[START Material shown]

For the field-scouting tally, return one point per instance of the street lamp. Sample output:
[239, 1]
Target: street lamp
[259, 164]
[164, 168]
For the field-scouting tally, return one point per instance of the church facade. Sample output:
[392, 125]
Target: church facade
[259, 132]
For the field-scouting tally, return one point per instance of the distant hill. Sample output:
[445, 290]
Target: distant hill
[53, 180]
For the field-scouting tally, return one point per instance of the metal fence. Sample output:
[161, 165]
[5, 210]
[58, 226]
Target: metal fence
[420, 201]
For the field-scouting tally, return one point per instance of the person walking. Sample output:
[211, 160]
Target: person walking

[END Material shown]

● **Written request**
Reproduce the data above line for line, with no changes to any wording, number, or punctuation.

● **Solution**
For the field-scouting tally, return one point per instance of the street lamp. Sample output:
[239, 1]
Target: street lamp
[259, 164]
[164, 168]
For the field-scouting tally, return one point per instance of the church facade. Sample output:
[392, 125]
Target: church facade
[259, 132]
For the field-scouting tally, return one point per instance of the distant hill. Sample output:
[445, 290]
Target: distant hill
[53, 180]
For the field-scouting tally, return one point per instance of the metal fence. Sample output:
[161, 165]
[5, 210]
[58, 226]
Target: metal fence
[420, 201]
For the field-scouting tally, return one point per instance of the person walking. Sample output:
[211, 160]
Target: person walking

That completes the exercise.